** Set problem **
Quote the listing below in its entirety.

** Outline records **
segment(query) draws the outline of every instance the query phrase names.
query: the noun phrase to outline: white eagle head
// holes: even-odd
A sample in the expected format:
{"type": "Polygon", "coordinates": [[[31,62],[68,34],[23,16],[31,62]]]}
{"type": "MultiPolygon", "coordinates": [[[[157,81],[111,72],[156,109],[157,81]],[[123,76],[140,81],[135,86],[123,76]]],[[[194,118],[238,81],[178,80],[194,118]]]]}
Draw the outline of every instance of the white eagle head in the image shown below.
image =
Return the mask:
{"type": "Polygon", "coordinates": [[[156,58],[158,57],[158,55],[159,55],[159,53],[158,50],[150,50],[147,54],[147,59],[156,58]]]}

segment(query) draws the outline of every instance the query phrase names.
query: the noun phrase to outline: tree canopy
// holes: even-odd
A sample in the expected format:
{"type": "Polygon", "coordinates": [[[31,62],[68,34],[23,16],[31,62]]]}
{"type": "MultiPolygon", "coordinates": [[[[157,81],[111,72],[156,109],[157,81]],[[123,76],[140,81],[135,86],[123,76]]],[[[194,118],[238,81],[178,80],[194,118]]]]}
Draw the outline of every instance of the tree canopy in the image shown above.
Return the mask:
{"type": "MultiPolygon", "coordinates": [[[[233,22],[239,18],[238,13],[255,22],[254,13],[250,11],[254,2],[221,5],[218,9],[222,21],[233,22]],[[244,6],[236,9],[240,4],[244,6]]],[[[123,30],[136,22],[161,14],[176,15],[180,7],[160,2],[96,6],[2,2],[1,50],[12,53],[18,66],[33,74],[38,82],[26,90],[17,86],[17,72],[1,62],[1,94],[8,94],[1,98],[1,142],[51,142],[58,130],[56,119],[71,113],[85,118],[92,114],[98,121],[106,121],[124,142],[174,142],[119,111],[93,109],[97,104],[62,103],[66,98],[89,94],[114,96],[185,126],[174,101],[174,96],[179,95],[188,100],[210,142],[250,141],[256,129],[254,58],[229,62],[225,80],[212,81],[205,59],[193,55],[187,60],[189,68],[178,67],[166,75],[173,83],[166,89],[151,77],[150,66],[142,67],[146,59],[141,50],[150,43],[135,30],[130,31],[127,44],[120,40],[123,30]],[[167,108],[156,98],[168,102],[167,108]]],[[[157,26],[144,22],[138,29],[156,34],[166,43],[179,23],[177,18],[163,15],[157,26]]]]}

** Solution for this task **
segment(query) draws the outline of every instance the query phrase names.
query: the noun phrase to outline: white eagle head
// holes: even-odd
A sample in the expected format:
{"type": "Polygon", "coordinates": [[[31,62],[68,34],[23,16],[31,62]]]}
{"type": "MultiPolygon", "coordinates": [[[[157,81],[111,72],[156,109],[157,81]],[[123,76],[140,81],[135,86],[123,76]]],[[[194,118],[238,81],[178,80],[194,118]]]]}
Draw the outline of every instance of the white eagle head in the image shown below.
image =
Return the mask:
{"type": "Polygon", "coordinates": [[[156,58],[158,57],[158,55],[159,55],[159,53],[158,50],[150,50],[147,54],[147,59],[156,58]]]}

segment(query) draws the outline of every instance the query phrase names.
query: the noun phrase to outline: tree canopy
// holes: even-odd
A sample in the expected format:
{"type": "Polygon", "coordinates": [[[31,62],[68,34],[23,16],[31,62]]]}
{"type": "MultiPolygon", "coordinates": [[[[157,81],[111,72],[156,109],[157,81]],[[123,76],[140,81],[135,86],[123,76]]],[[[194,118],[238,81],[178,80],[194,118]]]]}
Draw the outline of every instance of the tree canopy in the image shown above.
Return the mask:
{"type": "MultiPolygon", "coordinates": [[[[233,22],[239,18],[238,13],[255,22],[254,13],[250,11],[254,2],[221,5],[218,9],[222,21],[233,22]],[[244,6],[236,9],[240,4],[244,6]]],[[[123,30],[136,22],[161,14],[176,15],[180,7],[160,2],[96,6],[2,2],[1,50],[12,53],[18,66],[33,74],[38,82],[26,90],[17,86],[17,72],[1,62],[1,94],[8,94],[1,98],[1,142],[51,142],[58,130],[56,119],[71,113],[85,118],[92,114],[98,121],[106,121],[124,142],[174,142],[119,111],[93,109],[97,104],[62,103],[66,98],[89,94],[114,96],[185,126],[174,101],[174,96],[179,95],[188,100],[210,142],[250,141],[256,129],[254,58],[229,62],[225,80],[212,81],[205,59],[193,55],[187,60],[189,68],[178,67],[166,75],[173,83],[166,89],[151,77],[150,66],[142,67],[146,59],[141,50],[150,43],[135,30],[130,31],[127,44],[120,40],[123,30]],[[167,108],[156,98],[168,102],[167,108]]],[[[157,26],[144,22],[138,29],[156,34],[166,43],[179,23],[177,18],[163,15],[157,26]]]]}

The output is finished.